• [Exercise passage]:
* * * * *

11 In the past 50 years excess nitrogen-mainly from
fertilizers, human sewage, and combustion of fossil fuels-has begun to
overwhelm the global nitrogen cycle, giving rise to a variety of ill effects
ranging from reduced soil fertility to excess nutrients in lakes, rivers, and
coastal waters. On current trends, the amount of biologically available
nitrogen will double in 25 years.12
Fresh water: increasingly scarce. Fresh water consumption
is rising quickly, and the availability of water in some regions is likely to
become one of the most pressing issues of the 21st century. One-third of the
world's people live in countries that are already experiencing moderate to high
water shortages. That proportion could (at current population forecasts) rise
to half or more in the next 30 years unless institutions change to ensure
better conservation and allocation of water.13
More than a billion people in low- and middle-income countries-and 50 million
people in high-income countries-lacked access to safe water for drinking,
personal hygiene, and domestic use in 1995.14
Soil: being degraded. Nearly 2 million hectares of land
worldwide (23 percent of all cropland, pasture, forest, and woodland) have been
degraded since the 1950s. About 39 percent of these lands are lightly degraded,
46 percent moderately degraded, and 16 percent so severely degraded that the
change is too costly to reverse. Some areas face sharp losses in productivity.

* * * * *

• [The data]:
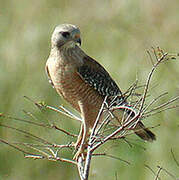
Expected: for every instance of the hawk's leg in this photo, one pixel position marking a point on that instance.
(82, 140)
(79, 139)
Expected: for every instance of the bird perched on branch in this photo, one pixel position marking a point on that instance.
(82, 81)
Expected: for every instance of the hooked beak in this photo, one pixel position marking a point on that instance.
(79, 41)
(77, 38)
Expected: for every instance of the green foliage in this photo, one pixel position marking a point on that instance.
(117, 34)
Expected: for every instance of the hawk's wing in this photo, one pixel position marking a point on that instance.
(48, 75)
(97, 77)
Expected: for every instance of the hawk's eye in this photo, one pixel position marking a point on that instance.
(65, 34)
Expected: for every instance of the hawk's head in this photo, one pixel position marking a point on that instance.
(65, 33)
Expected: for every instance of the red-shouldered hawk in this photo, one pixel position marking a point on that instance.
(81, 80)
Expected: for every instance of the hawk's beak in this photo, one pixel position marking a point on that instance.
(79, 41)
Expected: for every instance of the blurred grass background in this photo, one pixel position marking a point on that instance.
(117, 34)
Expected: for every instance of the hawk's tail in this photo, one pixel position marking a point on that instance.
(144, 132)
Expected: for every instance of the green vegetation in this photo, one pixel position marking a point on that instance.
(117, 34)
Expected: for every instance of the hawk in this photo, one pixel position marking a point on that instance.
(82, 81)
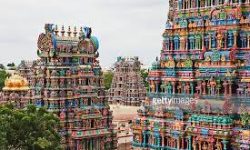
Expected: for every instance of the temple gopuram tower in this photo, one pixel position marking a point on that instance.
(205, 57)
(127, 86)
(15, 91)
(67, 80)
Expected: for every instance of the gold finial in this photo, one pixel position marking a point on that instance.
(56, 30)
(69, 31)
(75, 32)
(62, 31)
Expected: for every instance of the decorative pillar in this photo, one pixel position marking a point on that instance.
(144, 139)
(230, 87)
(157, 86)
(159, 141)
(235, 39)
(178, 143)
(248, 41)
(173, 84)
(189, 142)
(192, 87)
(210, 41)
(225, 37)
(183, 88)
(224, 142)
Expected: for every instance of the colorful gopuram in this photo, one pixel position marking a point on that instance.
(204, 71)
(67, 80)
(127, 86)
(15, 91)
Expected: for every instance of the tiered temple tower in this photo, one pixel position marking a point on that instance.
(205, 55)
(67, 81)
(15, 91)
(127, 86)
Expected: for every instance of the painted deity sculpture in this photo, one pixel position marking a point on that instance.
(56, 85)
(209, 43)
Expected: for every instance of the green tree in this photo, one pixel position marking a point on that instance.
(11, 66)
(3, 76)
(28, 129)
(107, 77)
(144, 74)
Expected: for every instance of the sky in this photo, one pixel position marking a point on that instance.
(123, 27)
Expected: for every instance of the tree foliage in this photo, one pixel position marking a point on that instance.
(107, 77)
(3, 76)
(28, 129)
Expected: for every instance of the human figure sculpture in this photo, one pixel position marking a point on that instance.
(218, 145)
(199, 88)
(213, 85)
(179, 88)
(219, 38)
(152, 87)
(225, 85)
(204, 87)
(187, 88)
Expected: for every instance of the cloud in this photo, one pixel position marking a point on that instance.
(124, 27)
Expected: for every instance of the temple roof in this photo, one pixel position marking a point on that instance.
(16, 83)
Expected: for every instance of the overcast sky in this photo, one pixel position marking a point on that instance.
(123, 27)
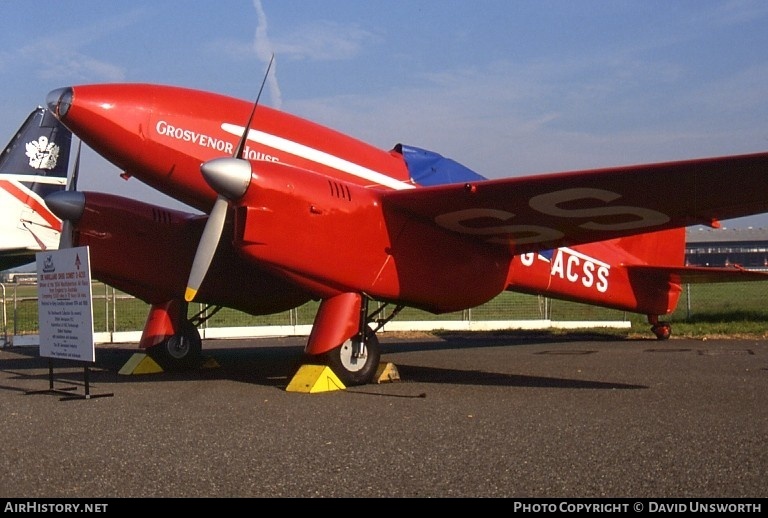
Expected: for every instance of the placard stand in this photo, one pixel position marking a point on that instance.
(67, 391)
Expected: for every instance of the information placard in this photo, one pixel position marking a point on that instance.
(64, 304)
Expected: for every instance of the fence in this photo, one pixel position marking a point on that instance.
(119, 317)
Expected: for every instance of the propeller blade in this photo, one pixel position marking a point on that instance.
(229, 177)
(66, 236)
(206, 248)
(241, 144)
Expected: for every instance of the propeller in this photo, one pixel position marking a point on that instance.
(66, 237)
(229, 177)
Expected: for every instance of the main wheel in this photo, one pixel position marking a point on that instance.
(662, 330)
(180, 351)
(355, 371)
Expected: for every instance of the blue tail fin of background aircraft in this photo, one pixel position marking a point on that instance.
(40, 148)
(34, 164)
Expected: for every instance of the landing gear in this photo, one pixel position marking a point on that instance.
(344, 337)
(662, 330)
(355, 361)
(180, 351)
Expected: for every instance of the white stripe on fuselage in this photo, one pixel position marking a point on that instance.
(571, 251)
(320, 157)
(27, 178)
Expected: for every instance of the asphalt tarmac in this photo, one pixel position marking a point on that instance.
(484, 415)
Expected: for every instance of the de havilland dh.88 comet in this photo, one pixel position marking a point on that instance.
(293, 211)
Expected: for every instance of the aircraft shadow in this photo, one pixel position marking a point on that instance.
(275, 365)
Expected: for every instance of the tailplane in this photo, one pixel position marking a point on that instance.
(34, 164)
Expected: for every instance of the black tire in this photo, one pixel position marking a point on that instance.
(358, 371)
(662, 330)
(181, 351)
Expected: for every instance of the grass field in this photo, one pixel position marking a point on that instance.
(732, 309)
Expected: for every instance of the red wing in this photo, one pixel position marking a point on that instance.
(565, 209)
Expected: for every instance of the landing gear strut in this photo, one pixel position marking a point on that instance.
(178, 345)
(662, 330)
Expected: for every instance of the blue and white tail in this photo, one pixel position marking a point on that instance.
(34, 164)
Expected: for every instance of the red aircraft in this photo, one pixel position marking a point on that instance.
(294, 211)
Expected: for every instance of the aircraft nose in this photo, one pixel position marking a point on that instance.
(227, 176)
(67, 205)
(59, 101)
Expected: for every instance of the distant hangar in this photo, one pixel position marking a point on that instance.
(746, 247)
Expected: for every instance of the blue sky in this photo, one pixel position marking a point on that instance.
(505, 87)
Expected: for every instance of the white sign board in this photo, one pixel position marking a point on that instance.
(64, 304)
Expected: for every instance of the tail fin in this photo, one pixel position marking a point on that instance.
(34, 164)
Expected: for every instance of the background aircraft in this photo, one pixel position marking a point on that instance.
(34, 164)
(295, 211)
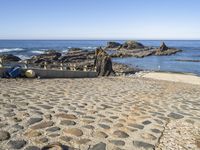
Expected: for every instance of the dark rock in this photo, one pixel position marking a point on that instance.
(103, 63)
(163, 47)
(99, 146)
(175, 116)
(113, 45)
(144, 145)
(9, 58)
(4, 135)
(18, 144)
(48, 56)
(130, 45)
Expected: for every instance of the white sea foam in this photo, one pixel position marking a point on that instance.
(10, 49)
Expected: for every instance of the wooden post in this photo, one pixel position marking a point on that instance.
(61, 66)
(45, 65)
(85, 68)
(25, 64)
(1, 63)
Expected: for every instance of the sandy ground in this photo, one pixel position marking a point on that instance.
(174, 77)
(117, 113)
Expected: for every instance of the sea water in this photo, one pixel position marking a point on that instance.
(191, 51)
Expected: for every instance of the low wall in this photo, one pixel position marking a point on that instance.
(58, 73)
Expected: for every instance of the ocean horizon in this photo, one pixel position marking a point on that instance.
(191, 51)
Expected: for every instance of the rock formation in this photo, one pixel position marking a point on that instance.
(113, 45)
(48, 56)
(130, 45)
(103, 63)
(163, 47)
(9, 58)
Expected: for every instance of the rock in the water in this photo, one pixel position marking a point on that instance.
(163, 47)
(99, 146)
(103, 63)
(4, 135)
(18, 144)
(130, 45)
(48, 56)
(113, 45)
(9, 58)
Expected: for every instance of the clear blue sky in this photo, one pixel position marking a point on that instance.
(99, 19)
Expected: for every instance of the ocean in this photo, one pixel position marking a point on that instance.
(191, 51)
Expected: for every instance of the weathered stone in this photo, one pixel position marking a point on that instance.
(74, 131)
(146, 122)
(100, 134)
(83, 141)
(43, 125)
(138, 126)
(175, 116)
(32, 121)
(66, 116)
(18, 144)
(9, 58)
(33, 133)
(155, 130)
(104, 126)
(68, 123)
(120, 134)
(99, 146)
(144, 145)
(32, 148)
(46, 106)
(4, 135)
(53, 129)
(117, 142)
(66, 138)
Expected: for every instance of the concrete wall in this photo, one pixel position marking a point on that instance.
(59, 73)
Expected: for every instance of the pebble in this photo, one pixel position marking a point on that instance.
(74, 131)
(99, 146)
(120, 134)
(43, 125)
(18, 144)
(175, 116)
(4, 135)
(144, 145)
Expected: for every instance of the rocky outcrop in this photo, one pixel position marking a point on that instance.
(9, 58)
(77, 56)
(163, 50)
(130, 45)
(103, 63)
(48, 56)
(113, 45)
(163, 47)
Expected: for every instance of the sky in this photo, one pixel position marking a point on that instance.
(100, 19)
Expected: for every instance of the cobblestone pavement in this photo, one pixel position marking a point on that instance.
(119, 113)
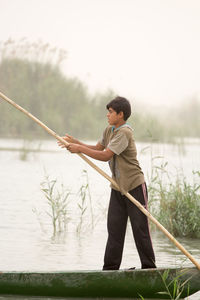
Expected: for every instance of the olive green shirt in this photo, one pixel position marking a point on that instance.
(124, 165)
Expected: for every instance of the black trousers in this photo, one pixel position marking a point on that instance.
(120, 208)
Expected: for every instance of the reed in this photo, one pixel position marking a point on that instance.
(85, 203)
(58, 203)
(176, 204)
(174, 288)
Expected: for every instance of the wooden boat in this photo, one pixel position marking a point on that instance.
(147, 283)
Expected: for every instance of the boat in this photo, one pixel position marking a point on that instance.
(138, 283)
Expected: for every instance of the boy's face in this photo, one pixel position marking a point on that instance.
(114, 118)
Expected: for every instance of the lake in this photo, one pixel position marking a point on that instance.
(26, 230)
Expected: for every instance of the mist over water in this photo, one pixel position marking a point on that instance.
(26, 237)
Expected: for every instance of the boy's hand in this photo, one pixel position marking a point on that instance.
(73, 148)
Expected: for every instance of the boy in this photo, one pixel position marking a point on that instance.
(118, 147)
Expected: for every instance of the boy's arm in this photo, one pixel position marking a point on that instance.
(71, 139)
(103, 155)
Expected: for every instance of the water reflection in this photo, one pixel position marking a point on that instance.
(31, 235)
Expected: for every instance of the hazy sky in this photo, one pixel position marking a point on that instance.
(147, 50)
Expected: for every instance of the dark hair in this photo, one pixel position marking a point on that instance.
(120, 104)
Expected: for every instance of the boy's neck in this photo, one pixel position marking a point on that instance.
(120, 123)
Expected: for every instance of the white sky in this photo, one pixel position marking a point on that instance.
(147, 50)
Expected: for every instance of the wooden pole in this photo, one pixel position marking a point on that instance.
(129, 196)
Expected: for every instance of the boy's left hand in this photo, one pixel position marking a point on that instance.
(73, 148)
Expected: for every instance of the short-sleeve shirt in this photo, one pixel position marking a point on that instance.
(124, 165)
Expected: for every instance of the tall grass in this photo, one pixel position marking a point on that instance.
(176, 204)
(58, 203)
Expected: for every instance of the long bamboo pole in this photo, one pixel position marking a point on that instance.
(129, 196)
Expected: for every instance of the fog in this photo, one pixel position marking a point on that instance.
(145, 50)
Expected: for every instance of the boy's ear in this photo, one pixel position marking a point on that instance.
(121, 114)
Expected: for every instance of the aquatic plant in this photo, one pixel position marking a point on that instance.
(58, 202)
(85, 200)
(175, 287)
(175, 204)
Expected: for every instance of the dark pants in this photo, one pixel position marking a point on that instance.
(120, 208)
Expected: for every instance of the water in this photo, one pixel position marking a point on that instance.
(25, 227)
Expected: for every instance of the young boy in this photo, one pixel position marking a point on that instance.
(118, 147)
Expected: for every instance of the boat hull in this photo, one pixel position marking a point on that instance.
(114, 284)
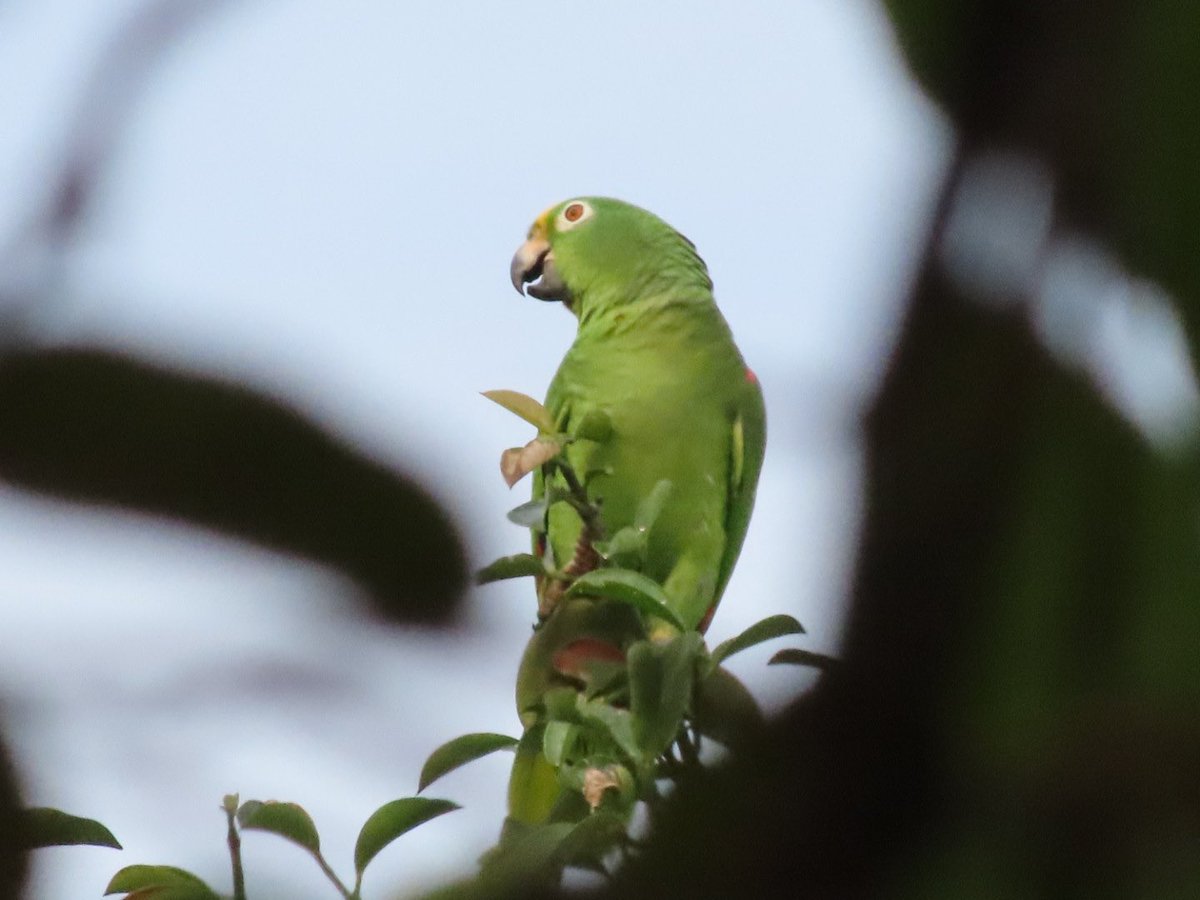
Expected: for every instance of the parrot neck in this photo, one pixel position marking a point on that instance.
(664, 305)
(677, 283)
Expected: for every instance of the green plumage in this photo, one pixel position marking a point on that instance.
(654, 360)
(654, 354)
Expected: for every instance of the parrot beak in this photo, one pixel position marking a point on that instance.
(534, 264)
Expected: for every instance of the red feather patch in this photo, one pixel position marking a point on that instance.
(574, 659)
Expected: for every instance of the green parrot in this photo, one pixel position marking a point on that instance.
(654, 360)
(655, 357)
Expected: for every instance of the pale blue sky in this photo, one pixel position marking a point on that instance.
(322, 199)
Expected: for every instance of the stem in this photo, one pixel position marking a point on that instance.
(580, 501)
(234, 840)
(333, 876)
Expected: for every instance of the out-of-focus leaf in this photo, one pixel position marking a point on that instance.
(529, 515)
(97, 427)
(45, 827)
(287, 820)
(587, 844)
(725, 708)
(516, 462)
(460, 751)
(523, 862)
(796, 657)
(526, 407)
(634, 588)
(652, 505)
(660, 679)
(762, 630)
(557, 741)
(625, 549)
(160, 881)
(618, 724)
(394, 820)
(514, 567)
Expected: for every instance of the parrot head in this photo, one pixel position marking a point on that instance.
(597, 246)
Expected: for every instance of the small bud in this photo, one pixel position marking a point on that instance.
(597, 783)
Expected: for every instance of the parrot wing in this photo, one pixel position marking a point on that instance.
(747, 447)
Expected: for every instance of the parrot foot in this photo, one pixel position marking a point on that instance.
(583, 561)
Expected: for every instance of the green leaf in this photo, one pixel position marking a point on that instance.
(765, 630)
(725, 709)
(160, 881)
(660, 679)
(287, 820)
(796, 657)
(627, 547)
(617, 724)
(558, 739)
(525, 859)
(514, 567)
(516, 462)
(531, 514)
(394, 820)
(460, 751)
(652, 505)
(594, 425)
(628, 587)
(594, 837)
(45, 827)
(562, 705)
(526, 407)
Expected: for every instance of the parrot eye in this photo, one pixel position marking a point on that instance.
(573, 214)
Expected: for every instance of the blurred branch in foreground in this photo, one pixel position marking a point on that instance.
(1015, 712)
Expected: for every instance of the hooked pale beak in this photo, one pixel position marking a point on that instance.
(534, 264)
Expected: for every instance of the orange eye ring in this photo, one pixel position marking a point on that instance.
(574, 213)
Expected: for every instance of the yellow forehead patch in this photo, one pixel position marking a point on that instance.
(541, 225)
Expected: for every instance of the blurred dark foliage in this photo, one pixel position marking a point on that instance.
(97, 427)
(1018, 711)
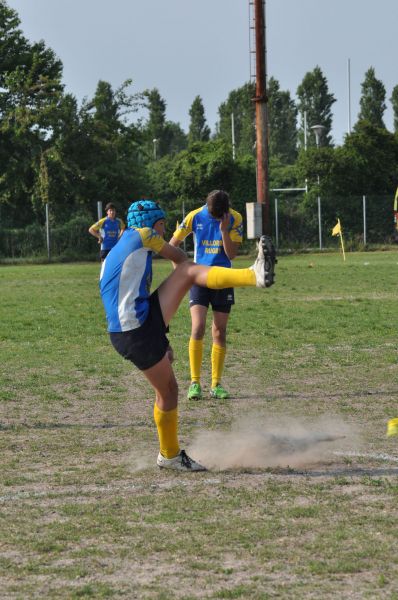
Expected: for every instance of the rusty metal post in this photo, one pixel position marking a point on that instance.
(261, 114)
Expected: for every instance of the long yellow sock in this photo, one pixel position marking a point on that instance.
(217, 364)
(221, 277)
(195, 358)
(167, 425)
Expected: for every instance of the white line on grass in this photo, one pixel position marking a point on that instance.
(376, 456)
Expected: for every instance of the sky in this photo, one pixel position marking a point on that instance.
(186, 48)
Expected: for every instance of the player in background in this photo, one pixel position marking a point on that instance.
(107, 230)
(138, 320)
(217, 233)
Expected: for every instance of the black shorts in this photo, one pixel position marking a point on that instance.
(146, 345)
(220, 300)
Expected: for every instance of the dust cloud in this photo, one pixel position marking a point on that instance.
(272, 442)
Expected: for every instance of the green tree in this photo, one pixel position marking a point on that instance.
(30, 78)
(394, 102)
(240, 104)
(198, 130)
(282, 117)
(372, 103)
(316, 101)
(161, 137)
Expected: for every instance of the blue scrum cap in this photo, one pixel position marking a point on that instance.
(144, 213)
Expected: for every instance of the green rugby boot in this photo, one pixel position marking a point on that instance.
(219, 392)
(195, 391)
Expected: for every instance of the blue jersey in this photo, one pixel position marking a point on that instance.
(207, 236)
(126, 278)
(110, 230)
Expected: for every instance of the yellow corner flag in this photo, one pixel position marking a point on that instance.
(338, 231)
(396, 209)
(337, 228)
(392, 427)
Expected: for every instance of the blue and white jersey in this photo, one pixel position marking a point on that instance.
(207, 237)
(126, 278)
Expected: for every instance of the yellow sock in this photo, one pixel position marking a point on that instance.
(195, 358)
(217, 364)
(167, 425)
(221, 277)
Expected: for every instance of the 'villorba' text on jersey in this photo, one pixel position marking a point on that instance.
(126, 278)
(208, 245)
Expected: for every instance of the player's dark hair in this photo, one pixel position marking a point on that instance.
(217, 203)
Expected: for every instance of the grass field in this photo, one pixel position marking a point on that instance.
(84, 511)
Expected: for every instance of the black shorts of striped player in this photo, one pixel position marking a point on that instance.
(270, 259)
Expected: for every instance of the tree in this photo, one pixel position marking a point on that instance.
(240, 104)
(161, 137)
(282, 116)
(315, 99)
(372, 102)
(198, 130)
(394, 102)
(30, 78)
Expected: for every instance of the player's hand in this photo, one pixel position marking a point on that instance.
(224, 222)
(170, 354)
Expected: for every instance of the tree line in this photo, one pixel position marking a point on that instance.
(54, 150)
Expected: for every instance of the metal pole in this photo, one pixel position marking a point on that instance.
(48, 232)
(261, 113)
(183, 217)
(233, 136)
(276, 224)
(349, 94)
(305, 130)
(319, 223)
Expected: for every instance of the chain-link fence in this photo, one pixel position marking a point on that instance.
(297, 222)
(304, 222)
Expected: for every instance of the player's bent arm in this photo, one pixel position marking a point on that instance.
(176, 255)
(175, 241)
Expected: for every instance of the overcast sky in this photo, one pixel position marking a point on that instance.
(187, 48)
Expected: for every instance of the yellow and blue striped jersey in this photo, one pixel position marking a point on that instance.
(110, 230)
(208, 247)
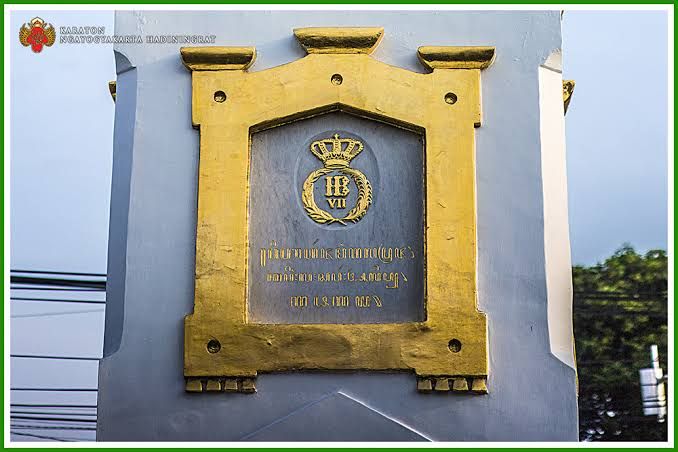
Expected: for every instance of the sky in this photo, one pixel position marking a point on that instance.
(61, 154)
(616, 131)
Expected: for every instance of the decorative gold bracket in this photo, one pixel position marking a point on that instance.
(223, 352)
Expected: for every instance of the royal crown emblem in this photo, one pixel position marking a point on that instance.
(37, 34)
(336, 154)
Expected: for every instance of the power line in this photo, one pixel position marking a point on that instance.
(57, 419)
(69, 289)
(49, 427)
(39, 405)
(40, 436)
(51, 272)
(62, 282)
(79, 358)
(54, 413)
(58, 300)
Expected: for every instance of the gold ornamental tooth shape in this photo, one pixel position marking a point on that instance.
(342, 151)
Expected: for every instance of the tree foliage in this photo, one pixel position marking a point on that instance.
(620, 309)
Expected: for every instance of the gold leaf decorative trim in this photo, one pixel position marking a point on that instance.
(218, 58)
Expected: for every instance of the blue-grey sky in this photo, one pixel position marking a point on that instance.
(616, 130)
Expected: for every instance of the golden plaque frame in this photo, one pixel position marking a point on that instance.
(447, 351)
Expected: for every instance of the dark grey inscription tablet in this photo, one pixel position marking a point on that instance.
(336, 223)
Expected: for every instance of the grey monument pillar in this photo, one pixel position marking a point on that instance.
(523, 263)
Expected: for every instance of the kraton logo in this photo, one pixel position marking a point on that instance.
(37, 33)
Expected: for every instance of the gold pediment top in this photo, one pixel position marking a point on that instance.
(339, 39)
(568, 90)
(456, 57)
(216, 58)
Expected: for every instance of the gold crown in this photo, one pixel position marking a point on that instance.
(343, 151)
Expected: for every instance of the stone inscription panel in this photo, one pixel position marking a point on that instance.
(336, 223)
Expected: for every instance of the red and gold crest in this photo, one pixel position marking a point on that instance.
(37, 33)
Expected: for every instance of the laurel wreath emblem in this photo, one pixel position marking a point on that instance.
(354, 215)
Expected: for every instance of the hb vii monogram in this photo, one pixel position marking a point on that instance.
(337, 186)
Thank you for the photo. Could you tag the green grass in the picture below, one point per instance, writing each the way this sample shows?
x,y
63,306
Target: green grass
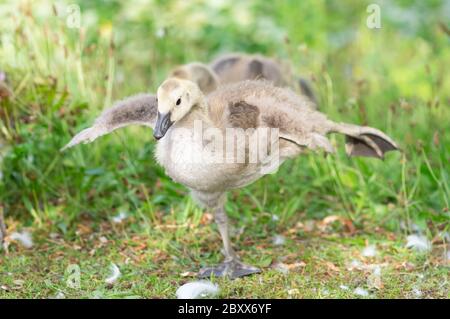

* * * * *

• [What is expected]:
Continue the passage on nitrogen, fresh water, and soil, starting after its final sentence.

• [Reply to the exercise]:
Grasslands do not fare much better: close to 54 percent show degradation, with
5 percent being strongly degraded.15
Forests: being destroyed. Deforestation is proceeding at
a significant rate. One-fifth of all tropical forests have been cleared since
1960.16 According
to the Food and
Agriculture Organization of the United Nations (FAO), deforestation has
been concentrated in the developing world, which lost nearly 200 million
hectares between 1980 and 1995. In the Brazilian Amazon annual deforestation
rates varied between 11,000 and 29,000 square kilometers a year in the 1990s.
Deforestation in developing countries has several causes, including the
conversion of forests to large-scale ranching and plantations and the expansion
of subsistence farming. At the same time, forest cover in industrial countries
is stable or even increasing slightly, although the forest ecosystem has been
somewhat altered. According to a 1997 World Resources Institute (WRI)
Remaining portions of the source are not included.